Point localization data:
· · · ·
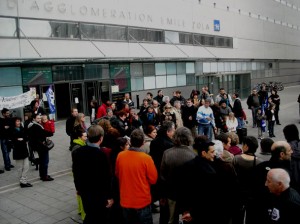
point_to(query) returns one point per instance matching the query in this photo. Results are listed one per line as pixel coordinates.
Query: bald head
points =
(280, 143)
(278, 180)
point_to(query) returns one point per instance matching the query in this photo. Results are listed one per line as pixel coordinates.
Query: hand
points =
(110, 202)
(187, 217)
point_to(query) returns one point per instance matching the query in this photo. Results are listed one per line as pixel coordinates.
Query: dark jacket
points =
(70, 125)
(186, 113)
(37, 136)
(92, 174)
(20, 150)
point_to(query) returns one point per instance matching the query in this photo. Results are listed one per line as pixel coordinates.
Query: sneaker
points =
(25, 185)
(48, 178)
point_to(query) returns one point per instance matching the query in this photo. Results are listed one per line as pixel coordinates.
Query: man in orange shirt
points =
(136, 173)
· · · ·
* DIRECTIONS FOR THIS TASK: Transcribe, from the records above, the first line and every line after it up to and including the line with "Query: sneaker"; omit pictures.

* ANSWER TO THIS TASK:
point_to(query) returns one point per instance matching the query in this photo. Results are listed one per line as pixel coordinates.
Query: bald head
points =
(280, 143)
(278, 180)
point_to(query) returns one point per instance matching the query in this photo. Results are listed one per line as pixel coordinates.
Query: hand
points =
(110, 202)
(187, 217)
point_to(query) returns one point per instance matching the query in this photo. Results are listed one per line as pixel coordinates.
Query: dark jacket
points =
(70, 125)
(186, 113)
(37, 136)
(92, 174)
(20, 150)
point_to(query) returns one point per instance matching the query in this photo. Results are listed one per line as pixel coordinates.
Query: sneaker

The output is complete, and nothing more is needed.